Stated problem:
Restate the entire listing word for word.
==========
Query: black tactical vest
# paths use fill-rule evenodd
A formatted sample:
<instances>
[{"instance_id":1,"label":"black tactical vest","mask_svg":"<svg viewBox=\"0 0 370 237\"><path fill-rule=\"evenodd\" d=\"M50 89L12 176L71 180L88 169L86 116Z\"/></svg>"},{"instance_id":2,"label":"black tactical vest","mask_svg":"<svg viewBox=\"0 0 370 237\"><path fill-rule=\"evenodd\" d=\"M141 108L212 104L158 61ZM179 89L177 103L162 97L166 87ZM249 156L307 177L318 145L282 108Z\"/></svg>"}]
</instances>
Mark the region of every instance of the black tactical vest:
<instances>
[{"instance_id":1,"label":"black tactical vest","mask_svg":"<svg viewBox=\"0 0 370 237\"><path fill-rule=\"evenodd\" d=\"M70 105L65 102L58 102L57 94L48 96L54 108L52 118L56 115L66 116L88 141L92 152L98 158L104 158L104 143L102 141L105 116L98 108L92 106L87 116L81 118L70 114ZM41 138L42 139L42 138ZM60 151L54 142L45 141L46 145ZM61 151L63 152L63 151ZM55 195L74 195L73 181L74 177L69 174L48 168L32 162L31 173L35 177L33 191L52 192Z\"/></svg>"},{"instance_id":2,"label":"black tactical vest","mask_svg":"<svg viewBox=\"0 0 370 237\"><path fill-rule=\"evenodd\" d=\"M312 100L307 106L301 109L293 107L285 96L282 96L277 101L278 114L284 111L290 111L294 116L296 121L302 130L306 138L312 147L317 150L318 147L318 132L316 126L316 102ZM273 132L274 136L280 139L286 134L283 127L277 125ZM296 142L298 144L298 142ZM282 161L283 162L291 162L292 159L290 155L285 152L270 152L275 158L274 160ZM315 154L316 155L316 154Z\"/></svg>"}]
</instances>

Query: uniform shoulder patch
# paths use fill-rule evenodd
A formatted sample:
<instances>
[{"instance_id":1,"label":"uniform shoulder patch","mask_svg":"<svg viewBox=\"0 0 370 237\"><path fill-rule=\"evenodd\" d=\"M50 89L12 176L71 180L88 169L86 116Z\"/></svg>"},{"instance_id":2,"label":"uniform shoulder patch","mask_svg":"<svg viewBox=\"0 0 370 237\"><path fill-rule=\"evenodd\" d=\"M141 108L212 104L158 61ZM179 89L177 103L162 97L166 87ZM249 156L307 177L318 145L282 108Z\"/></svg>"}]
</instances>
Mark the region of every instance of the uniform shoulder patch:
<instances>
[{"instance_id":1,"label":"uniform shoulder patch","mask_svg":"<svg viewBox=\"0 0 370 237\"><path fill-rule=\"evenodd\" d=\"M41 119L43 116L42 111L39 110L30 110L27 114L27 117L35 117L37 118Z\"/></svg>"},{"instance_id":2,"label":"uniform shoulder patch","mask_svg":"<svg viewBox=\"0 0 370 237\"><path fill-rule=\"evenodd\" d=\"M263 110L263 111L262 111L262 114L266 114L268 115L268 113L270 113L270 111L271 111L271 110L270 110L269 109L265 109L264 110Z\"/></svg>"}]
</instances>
==========
The solution:
Query: black tactical vest
# paths use fill-rule evenodd
A formatted sample:
<instances>
[{"instance_id":1,"label":"black tactical vest","mask_svg":"<svg viewBox=\"0 0 370 237\"><path fill-rule=\"evenodd\" d=\"M50 89L12 176L71 180L88 169L86 116Z\"/></svg>"},{"instance_id":2,"label":"black tactical vest","mask_svg":"<svg viewBox=\"0 0 370 237\"><path fill-rule=\"evenodd\" d=\"M141 108L212 104L158 61ZM179 89L177 103L162 97L166 87ZM249 156L307 177L318 145L282 108Z\"/></svg>"}]
</instances>
Mark the region of every instance of the black tactical vest:
<instances>
[{"instance_id":1,"label":"black tactical vest","mask_svg":"<svg viewBox=\"0 0 370 237\"><path fill-rule=\"evenodd\" d=\"M70 105L65 102L58 102L57 94L48 96L54 108L52 118L56 115L66 116L88 141L92 152L98 158L104 158L104 143L102 141L105 116L98 108L92 106L87 116L81 118L70 114ZM41 138L42 139L42 138ZM60 151L54 142L45 141L46 145ZM61 151L63 152L63 151ZM55 195L74 195L73 181L74 177L69 174L48 168L32 162L31 173L35 177L33 191L52 192Z\"/></svg>"},{"instance_id":2,"label":"black tactical vest","mask_svg":"<svg viewBox=\"0 0 370 237\"><path fill-rule=\"evenodd\" d=\"M312 100L307 106L301 109L293 107L285 96L282 96L277 101L278 114L284 111L290 111L294 116L296 121L302 130L306 138L312 147L317 150L318 147L318 132L316 126L316 102ZM273 132L274 136L280 139L286 134L283 127L277 125ZM296 142L298 144L298 142ZM282 161L283 162L291 162L292 159L290 155L285 152L270 152L275 158L274 160ZM315 154L316 155L316 154Z\"/></svg>"}]
</instances>

Query: uniform shoulder patch
# paths use fill-rule evenodd
A formatted sample:
<instances>
[{"instance_id":1,"label":"uniform shoulder patch","mask_svg":"<svg viewBox=\"0 0 370 237\"><path fill-rule=\"evenodd\" d=\"M50 89L12 176L71 180L88 169L86 116Z\"/></svg>"},{"instance_id":2,"label":"uniform shoulder patch","mask_svg":"<svg viewBox=\"0 0 370 237\"><path fill-rule=\"evenodd\" d=\"M141 108L212 104L158 61ZM179 89L177 103L162 97L166 87ZM249 156L307 177L318 145L282 108Z\"/></svg>"}]
</instances>
Mark the region of every instance of the uniform shoulder patch:
<instances>
[{"instance_id":1,"label":"uniform shoulder patch","mask_svg":"<svg viewBox=\"0 0 370 237\"><path fill-rule=\"evenodd\" d=\"M41 119L43 116L42 111L39 110L30 110L27 114L27 117L35 117L37 118Z\"/></svg>"},{"instance_id":2,"label":"uniform shoulder patch","mask_svg":"<svg viewBox=\"0 0 370 237\"><path fill-rule=\"evenodd\" d=\"M263 110L263 111L262 111L262 114L266 114L268 115L268 113L270 113L270 111L271 111L271 110L270 110L269 109L265 109L264 110Z\"/></svg>"}]
</instances>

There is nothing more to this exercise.